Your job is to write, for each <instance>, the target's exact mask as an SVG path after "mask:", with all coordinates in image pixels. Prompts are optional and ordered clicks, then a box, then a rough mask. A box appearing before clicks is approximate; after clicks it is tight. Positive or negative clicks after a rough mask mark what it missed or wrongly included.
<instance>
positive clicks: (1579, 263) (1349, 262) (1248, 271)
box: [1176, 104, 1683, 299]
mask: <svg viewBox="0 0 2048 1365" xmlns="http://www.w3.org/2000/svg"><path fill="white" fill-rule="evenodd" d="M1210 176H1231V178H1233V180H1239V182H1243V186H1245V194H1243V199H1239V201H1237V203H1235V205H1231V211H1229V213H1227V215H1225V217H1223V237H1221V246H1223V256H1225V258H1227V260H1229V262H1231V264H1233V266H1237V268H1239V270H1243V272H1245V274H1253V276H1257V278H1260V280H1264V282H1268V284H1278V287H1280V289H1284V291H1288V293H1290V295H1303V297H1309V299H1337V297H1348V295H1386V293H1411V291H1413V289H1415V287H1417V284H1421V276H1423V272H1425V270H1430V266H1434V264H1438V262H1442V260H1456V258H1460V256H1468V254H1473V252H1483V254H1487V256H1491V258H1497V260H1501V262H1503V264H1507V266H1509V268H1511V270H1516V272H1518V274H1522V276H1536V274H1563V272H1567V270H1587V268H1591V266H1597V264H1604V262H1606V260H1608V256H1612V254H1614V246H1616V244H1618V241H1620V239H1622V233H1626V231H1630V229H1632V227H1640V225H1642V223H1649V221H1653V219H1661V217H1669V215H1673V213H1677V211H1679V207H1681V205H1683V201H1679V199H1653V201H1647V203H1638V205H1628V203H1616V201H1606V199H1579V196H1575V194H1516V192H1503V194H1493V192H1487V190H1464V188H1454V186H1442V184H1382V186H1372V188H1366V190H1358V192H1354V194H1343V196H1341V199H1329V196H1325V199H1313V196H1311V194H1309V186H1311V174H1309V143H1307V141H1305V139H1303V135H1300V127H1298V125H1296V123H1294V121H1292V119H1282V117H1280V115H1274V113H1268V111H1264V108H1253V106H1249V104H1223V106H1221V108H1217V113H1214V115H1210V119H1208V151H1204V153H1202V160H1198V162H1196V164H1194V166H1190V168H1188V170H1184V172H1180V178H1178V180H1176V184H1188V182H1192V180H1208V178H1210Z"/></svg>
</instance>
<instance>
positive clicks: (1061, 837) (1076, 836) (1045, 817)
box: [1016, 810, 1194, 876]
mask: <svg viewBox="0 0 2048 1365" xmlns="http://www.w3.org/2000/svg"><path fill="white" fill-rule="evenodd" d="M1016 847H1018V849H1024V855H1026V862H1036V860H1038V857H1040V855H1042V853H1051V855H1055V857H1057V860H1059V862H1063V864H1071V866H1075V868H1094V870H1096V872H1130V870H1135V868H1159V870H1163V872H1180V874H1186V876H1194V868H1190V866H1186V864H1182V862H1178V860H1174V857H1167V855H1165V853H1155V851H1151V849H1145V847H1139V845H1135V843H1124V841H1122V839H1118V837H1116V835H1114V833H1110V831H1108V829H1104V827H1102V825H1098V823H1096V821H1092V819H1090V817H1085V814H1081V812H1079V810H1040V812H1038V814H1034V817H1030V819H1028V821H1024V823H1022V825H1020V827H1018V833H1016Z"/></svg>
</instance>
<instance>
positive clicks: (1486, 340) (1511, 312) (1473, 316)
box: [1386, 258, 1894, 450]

Directions for this task - In the lines above, spot each one that contains the word "clicks" and copy it.

Task result -
Your job is to write, for each <instance>, the target's exact mask as an SVG path after "mask:", with all coordinates in image pixels. Prompts are optional and ordered clicks, then a box, then a rough mask. A box appearing before clicks is approximate; after clicks it is tight. Positive or negative clicks after a rough mask mark what it missed or wrongly included.
positive clicks: (1579, 263) (1349, 262) (1248, 271)
positive clicks: (1061, 837) (1076, 836) (1045, 817)
positive clicks: (1486, 340) (1511, 312) (1473, 316)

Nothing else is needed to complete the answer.